[EXERCISE AIM]
Would you please return the lines of the entries below starting at the line that has "Teacher note to the class: pick out the brown" and ending at the line that has "Teacher note to the class: pick out the boy", both included, exactly as they are?

THE DATA: Begin

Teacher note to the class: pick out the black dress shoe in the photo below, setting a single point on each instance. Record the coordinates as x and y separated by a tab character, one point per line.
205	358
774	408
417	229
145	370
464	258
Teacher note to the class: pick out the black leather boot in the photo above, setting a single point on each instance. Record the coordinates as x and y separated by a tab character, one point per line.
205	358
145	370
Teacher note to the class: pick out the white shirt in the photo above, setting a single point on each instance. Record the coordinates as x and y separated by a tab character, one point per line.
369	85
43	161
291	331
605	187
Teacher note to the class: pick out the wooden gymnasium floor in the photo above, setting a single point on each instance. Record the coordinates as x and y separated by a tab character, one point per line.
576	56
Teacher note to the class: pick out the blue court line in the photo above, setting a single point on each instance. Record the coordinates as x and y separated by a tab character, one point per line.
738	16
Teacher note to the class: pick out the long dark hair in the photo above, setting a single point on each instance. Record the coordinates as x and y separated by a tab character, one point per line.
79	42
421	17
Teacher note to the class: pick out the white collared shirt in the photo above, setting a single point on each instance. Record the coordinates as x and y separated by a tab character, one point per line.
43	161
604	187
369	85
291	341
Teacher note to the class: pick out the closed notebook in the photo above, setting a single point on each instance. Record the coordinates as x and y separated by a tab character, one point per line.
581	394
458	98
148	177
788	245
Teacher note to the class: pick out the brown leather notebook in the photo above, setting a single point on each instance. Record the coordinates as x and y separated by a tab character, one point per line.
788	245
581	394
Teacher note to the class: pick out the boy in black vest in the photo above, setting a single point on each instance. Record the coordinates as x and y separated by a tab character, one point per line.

THE DATA: End
THE DATA: Begin

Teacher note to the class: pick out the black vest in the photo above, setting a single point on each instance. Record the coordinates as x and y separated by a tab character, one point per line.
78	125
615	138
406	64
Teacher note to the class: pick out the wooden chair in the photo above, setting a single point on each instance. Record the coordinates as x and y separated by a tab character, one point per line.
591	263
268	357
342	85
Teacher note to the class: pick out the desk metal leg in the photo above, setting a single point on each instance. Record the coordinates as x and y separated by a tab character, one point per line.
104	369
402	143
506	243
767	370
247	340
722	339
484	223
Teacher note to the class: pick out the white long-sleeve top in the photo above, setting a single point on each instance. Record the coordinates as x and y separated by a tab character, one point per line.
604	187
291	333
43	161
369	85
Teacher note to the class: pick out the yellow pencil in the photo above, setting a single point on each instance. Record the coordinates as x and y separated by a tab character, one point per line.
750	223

THE DATA: End

[SOLUTION]
Teacher note to the class: pick out the brown leather notebook in the photo above, setting a single point on each instance. Record the coordinates as x and y separated by a tab character, one point per line.
788	245
581	394
Teacher note to the class: pick out the boy in black vest in the photo above, setting a single point on each instance. Record the coordinates as x and y separated by a tab character, one point per line.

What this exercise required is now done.